### EXERCISE TASK
Provide an exact copy of the data, excluding the images.

(Records of labeled points)

______

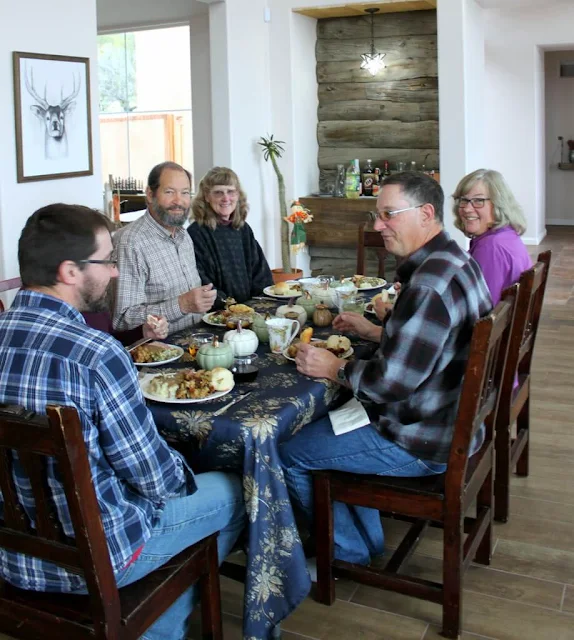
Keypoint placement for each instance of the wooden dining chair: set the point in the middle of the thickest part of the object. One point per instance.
(370, 239)
(8, 285)
(513, 453)
(106, 612)
(441, 500)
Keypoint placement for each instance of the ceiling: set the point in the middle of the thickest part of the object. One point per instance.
(358, 9)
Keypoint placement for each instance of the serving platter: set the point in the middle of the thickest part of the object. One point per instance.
(343, 356)
(380, 282)
(160, 363)
(145, 381)
(270, 291)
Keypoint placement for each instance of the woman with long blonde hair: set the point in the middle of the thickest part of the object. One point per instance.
(226, 250)
(486, 210)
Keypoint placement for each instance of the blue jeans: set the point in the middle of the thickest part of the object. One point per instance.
(217, 505)
(358, 530)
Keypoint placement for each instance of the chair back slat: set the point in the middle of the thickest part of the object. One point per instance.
(46, 519)
(523, 338)
(59, 436)
(370, 239)
(14, 515)
(480, 389)
(8, 285)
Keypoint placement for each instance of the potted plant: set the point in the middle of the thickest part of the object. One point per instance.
(273, 149)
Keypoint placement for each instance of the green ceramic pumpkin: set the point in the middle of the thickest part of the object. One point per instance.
(260, 327)
(216, 354)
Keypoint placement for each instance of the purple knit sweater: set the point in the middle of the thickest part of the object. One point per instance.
(502, 257)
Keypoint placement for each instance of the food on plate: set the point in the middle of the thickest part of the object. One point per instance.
(286, 288)
(229, 317)
(153, 352)
(364, 282)
(338, 344)
(335, 344)
(306, 335)
(188, 384)
(387, 295)
(153, 321)
(241, 309)
(221, 379)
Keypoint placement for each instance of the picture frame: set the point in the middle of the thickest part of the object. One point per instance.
(52, 112)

______

### EXERCISE RESPONSE
Keypoint placement for each instance of the wooden dining chair: set the point in the middle of the thickest part of the object. One point per instance.
(370, 239)
(8, 285)
(513, 453)
(106, 612)
(441, 500)
Keypoint placement for each instance of the ceiling: set the point in the middle of the thickest part of the object. One point per instance.
(358, 9)
Keypoint placement for each instance of the serving platter: set the point in the middle of the thickest part of the object. One point per instance.
(343, 356)
(380, 282)
(160, 363)
(145, 381)
(270, 291)
Keypoint placement for each instance of the woman with long blonde hair: set the point in the middle of the thickest part of the object. One point per instance.
(226, 250)
(486, 210)
Keypoint placement for each instance of the blue jeans: set the point in the middle of the thickest part of the object. One point per instance.
(217, 505)
(358, 530)
Keypoint placement for each instance of the chair back slat: set the point in the middle of the thickest part of the object. One point per instance.
(46, 519)
(523, 338)
(59, 436)
(370, 239)
(14, 515)
(480, 389)
(8, 285)
Keypoint placement for each instance of the potted plant: set the point in the middle of the thickest part of the object. One point per instance.
(273, 149)
Keypoint placement for each instance of the green ceramic pumpkin: set the point in the middle of the thickest part of the object. One point per instance.
(260, 327)
(216, 354)
Keypoint placement for each instance of the purple knit sweater: set the point in the middle of the thickest part of the object. One point per instance.
(502, 257)
Keypoint placement for each instance of the food on plate: set the point in the middle of the thickest part of the object. One point per instance.
(286, 288)
(229, 317)
(153, 352)
(364, 282)
(338, 344)
(335, 344)
(306, 335)
(188, 384)
(387, 295)
(153, 321)
(241, 309)
(221, 379)
Keypoint placement for each instance of the picture frame: set the point in the middle of the thickest part of the object. One point per instance.
(52, 112)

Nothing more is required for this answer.